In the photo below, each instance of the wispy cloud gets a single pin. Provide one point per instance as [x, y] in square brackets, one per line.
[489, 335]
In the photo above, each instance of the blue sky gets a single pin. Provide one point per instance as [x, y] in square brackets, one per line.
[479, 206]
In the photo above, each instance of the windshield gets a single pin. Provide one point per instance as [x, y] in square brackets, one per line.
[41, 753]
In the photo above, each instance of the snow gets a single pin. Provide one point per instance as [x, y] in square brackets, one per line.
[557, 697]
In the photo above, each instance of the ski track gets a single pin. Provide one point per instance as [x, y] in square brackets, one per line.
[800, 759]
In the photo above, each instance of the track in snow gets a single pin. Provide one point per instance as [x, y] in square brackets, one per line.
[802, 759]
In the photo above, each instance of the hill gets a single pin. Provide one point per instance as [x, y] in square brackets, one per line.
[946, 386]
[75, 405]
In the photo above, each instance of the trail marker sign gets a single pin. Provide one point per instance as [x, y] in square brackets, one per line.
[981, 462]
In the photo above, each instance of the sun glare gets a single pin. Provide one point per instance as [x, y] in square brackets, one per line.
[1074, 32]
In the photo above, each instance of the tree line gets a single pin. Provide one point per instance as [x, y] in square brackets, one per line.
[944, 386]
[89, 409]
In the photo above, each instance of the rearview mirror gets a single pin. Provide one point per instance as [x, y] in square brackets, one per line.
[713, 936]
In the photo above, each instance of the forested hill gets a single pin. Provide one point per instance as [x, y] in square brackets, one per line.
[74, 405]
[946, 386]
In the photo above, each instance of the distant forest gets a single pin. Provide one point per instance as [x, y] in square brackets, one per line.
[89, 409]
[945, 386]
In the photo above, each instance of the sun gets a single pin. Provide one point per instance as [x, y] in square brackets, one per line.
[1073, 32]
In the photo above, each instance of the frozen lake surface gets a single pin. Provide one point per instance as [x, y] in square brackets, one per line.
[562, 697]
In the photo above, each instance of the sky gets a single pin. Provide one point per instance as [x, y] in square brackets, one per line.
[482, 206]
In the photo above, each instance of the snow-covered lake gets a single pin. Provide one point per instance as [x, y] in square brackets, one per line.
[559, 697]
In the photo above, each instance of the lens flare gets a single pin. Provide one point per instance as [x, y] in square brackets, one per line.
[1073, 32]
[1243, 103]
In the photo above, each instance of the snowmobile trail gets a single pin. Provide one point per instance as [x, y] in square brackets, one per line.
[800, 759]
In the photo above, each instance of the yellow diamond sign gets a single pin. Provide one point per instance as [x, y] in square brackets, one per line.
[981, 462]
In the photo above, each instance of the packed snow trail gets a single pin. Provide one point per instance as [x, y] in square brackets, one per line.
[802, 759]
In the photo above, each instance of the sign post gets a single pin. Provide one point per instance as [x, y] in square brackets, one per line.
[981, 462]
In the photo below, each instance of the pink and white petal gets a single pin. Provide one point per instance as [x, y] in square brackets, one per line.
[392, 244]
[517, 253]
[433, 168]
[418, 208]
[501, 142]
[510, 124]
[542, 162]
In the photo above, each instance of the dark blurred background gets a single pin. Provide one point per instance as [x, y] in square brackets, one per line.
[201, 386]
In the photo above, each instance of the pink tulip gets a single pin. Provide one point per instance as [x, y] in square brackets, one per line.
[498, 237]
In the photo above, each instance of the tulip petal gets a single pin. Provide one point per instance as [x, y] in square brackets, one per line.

**Exercise aim:**
Reproduce every line of the material above exactly.

**Output for this exercise:**
In the photo below, each instance of the wispy cloud gets a single pin. Provide one point per instance as [x, y] in square brackets, one per line.
[489, 335]
In the photo above, each instance of the blue sky gets a single pin. Provide one point per instance as [x, y] in square brackets, one per line.
[479, 206]
In the photo above, each instance of the windshield gets a single pin. Provide one point per instance as [x, y] in square brackets, one per line.
[41, 753]
In the photo above, each instance of the snow gets a single pin. Provide one point per instance as [x, y] in square brackets, one per line.
[557, 697]
In the photo above, each instance of the ski track gets a single pin. Provide one point per instance as [x, y] in square brackets, one per line.
[800, 759]
In the photo above, each instance of the track in snow gets a single pin. Provide one point per instance as [x, y] in square brackets, one per line.
[802, 759]
In the photo above, each instance of the hill gets a single pin. Provide one point per instance as [x, y] in square brackets, one per line.
[946, 386]
[75, 405]
In the photo above, each instance of the trail marker sign gets a single pin. Provide one point per instance as [x, y] in square brackets, one per line.
[981, 462]
In the photo above, each instance of the sun glare gets a single pin. Provide one point per instance as [x, y] in square brackets, one per line.
[1074, 32]
In the photo above, each instance of the tree line gets a single pin. Provide one point per instance as [x, y] in square brackets, one per line.
[944, 386]
[89, 409]
In the photo above, each instance of the rearview mirror gets a single pin. Provide one point per instance as [x, y] in square brackets, one per line.
[713, 936]
In the photo above, each instance of the forested hill gets a single pin. Provide one point per instance as [x, y] in square brackets, one per line.
[74, 405]
[946, 386]
In the photo above, each instance of the distant forest gets a single pin. Provide one point per instance as [x, y] in square brackets, one per line.
[89, 409]
[945, 386]
In the photo above, each instance of the sun gets a single pin. Provide one point per instance as [x, y] in square brackets, one per line.
[1073, 32]
In the photo above, each instance of the frozen lake surface gets a single pin. Provide one point per instance as [x, y] in square brackets, one per line.
[562, 697]
In the photo above, each instance of the sky gets a single pin. Provide one point per instance as [x, y] in square brackets, one per line.
[482, 206]
In the photo above, each instance of the snow-covered lake gets a single pin. Provide one point per instance as [x, y] in square brackets, one per line.
[559, 697]
In the photo above, each instance of the lens flare gets a single pin. Provide one point per instance as [x, y] in square brackets, one per line.
[1073, 32]
[1243, 103]
In the photo above, each instance of the snowmobile trail gets a single pin. Provide one point per instance as [x, y] in square brackets, one per line.
[800, 759]
In the photo above, each instance of the yellow diamond sign gets a single pin. Provide one point per instance as [x, y] in square brackets, one per line.
[981, 462]
In the photo above, each instance of the packed snow trail gets a single pin. Provide one point per instance as [x, y] in square brackets, one per line.
[802, 759]
In the photo above, each instance of the sign post gets a single pin. Provide one point per instance as [x, y] in square brackets, one per line.
[981, 462]
In the photo below, each instance of the pink and white petal gets a single pin. Provide one point per instance as [x, y] in square brackets, one per line.
[392, 244]
[517, 253]
[433, 168]
[418, 208]
[501, 142]
[510, 124]
[542, 162]
In the photo above, each instance of the dark blurred background gets a single pin. Provide one point per instance as [x, y] in square brackets, one per line.
[201, 386]
In the photo above, each instance of the pink tulip gets a single pin. Provide one point per instance as [x, y] in square brackets, one per line.
[498, 237]
In the photo above, each instance of the tulip petal gets a single pin. Provide one point per instance as [x, y] in square brackets, one per line.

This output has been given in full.